• [Parts of the exercise]
1. Copy out everything from "-- Joni Mitchell" down to "photo this morning." in the meditation blog below, switching "photo" to "image".
2. Proceed with the meditation blog below, picking up after its final sentence.

• [Source passage]
——

Wednesday, December 08, 2010

Wednesday life form blogging

~

Change

One of the fundamental principles of meditative practice is acknowledging the reality of impermanence. It's intriguing, really, how we welcome change at times and are averse to it at others. Here's an interesting and somewhat wryly humorous way of looking at that:

There is a certain relief in change, even though it be from bad to worse; as I have found in travelling in a stage-coach, that it is often a comfort to shift one's position and be bruised in a new place.

-- Washington Irving

Tuesday, December 07, 2010

Both tender and profound

How lovely. How true:

Keep a good heart. That's the most important thing in life. It's not how much money you make or what you can acquire. The art of it is to keep a good heart.

-- Joni Mitchell

Monday, December 06, 2010

Monday meditative picture blogging

~

I particularly value and appreciate images of gates, doors and windows (they are so symbolic of openness and movement) and so I was delighted when Cynthia sent me the above photo this morning.

Appreciating a blessing

The assertion that not appreciating a blessing is a tragedy strikes me as very true indeed:

In our current state of human development it remains unclear whether we will correct one of life's greatest tragedies, namely, the inability to appreciate a blessing until it is lost.

--Shmuley Boteach

Sunday, December 05, 2010

Sunday art blogging

~~
Artist: August Macke

Taking stock

How interesting. The Good Housekeeping website has a little feature called 52 ways to beat stress. Here's one of them:
Study Yourself: Ask yourself the following questions, preferably on a daily basis, to develop objectivity on how stress is affecting your life: How did I sleep? What is my mood? How did I respond when something unexpected happened? How does my body feel? Did I have any time to myself? Taking stock in this way can help you see your relationship with stress more clearly, which helps you develop a stress-reduction plan that fits your unique needs.
This is a mindfulness practice, isn't it? Consistent meditation will help us in both asking and answering these questions.

——

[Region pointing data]
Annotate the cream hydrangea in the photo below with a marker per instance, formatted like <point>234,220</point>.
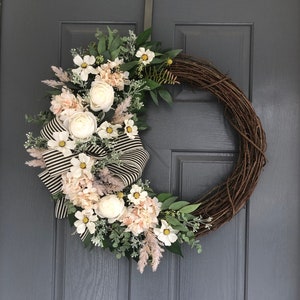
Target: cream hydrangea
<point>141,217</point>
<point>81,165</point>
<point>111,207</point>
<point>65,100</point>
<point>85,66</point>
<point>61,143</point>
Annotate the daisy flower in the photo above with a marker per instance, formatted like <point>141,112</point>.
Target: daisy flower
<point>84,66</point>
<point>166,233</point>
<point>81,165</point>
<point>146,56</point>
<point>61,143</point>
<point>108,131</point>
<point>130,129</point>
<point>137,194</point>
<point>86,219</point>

——

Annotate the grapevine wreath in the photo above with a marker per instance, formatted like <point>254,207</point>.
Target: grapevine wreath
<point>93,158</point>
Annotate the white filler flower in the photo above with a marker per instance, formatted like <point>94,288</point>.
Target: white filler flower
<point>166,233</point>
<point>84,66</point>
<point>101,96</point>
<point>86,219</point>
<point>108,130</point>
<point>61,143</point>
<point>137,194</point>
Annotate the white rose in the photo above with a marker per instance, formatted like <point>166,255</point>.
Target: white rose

——

• [Results]
1.
-- Joni Mitchell

Monday, December 06, 2010

Monday meditative picture blogging

~

I particularly value and appreciate images of gates, doors and windows (they are so symbolic of openness and movement) and so I was delighted when Cynthia sent me the above image this morning.

2.
Saturday, December 04, 2010

Keeping ourselves present

I get a lot of mileage each day from the "Care 2" site. Today a little article entitled 8 Morning Activities to Keep You Present All Day was offered. Needless to say, I approve of the first activity suggested:

1. Meditate in the morning, even if it’s only for five minutes. As soon as you get out of bed, sit in a comfortable position (away from your bed, to avoid the temptation of going back to sleep). Rather than mentally rushing through the daily to-do list or remorse over your poor quality of sleep, allow your mind to soak in the subtle noises that can only come from the start of a brand new day. Do you hear birds chirping, other family members cooking breakfast? Focus on your in breath and out breath, one lungful of air at a time. Do this every morning, and your days will feel sharper, clearer and more full of life.

Friday, December 03, 2010

Friday cat blogging!

~

Assumptions

Here's a little quotation I found. There's a lot to this, you know:

Beware of assumptions! Whatever you assume to be possible -- or impossible will have a tendency to become real for you.

-- Source unknown

Thursday, December 02, 2010

Listening

Compassion makes this possible. Yes, skill is involved as well, but compassion is the foundation:

When I have been listened to and when I have been heard, I am able to re-perceive my world in a new way and to go on. It is astonishing how elements that seem insoluble become soluble when someone listens, how confusions that seem irremediable turn into relatively clear flowing streams when one is heard. I have deeply appreciated the times that I have experienced this sensitive, empathic, concentrated listening.